DO THIS:
Retype word for word the lines that begin at the one containing "Can you spot any goat ear?" and run through the end.

+++ MATERIAL FOR THIS TASK +++

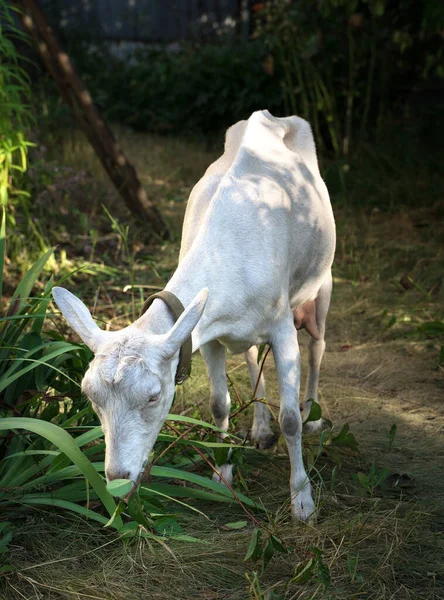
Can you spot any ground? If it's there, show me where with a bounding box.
[0,131,444,600]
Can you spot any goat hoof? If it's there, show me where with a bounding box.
[291,486,316,523]
[212,463,233,485]
[254,432,279,450]
[302,419,328,433]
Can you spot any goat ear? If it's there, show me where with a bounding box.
[52,287,107,352]
[162,288,208,358]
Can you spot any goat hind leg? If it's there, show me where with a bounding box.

+++

OUTPUT OF THE TASK:
Can you spot any goat ear? If it's there, show me where with a bounding box.
[52,287,107,352]
[162,288,208,358]
Can you spot any goat hind leg? If it's there, show me where with a bounding box.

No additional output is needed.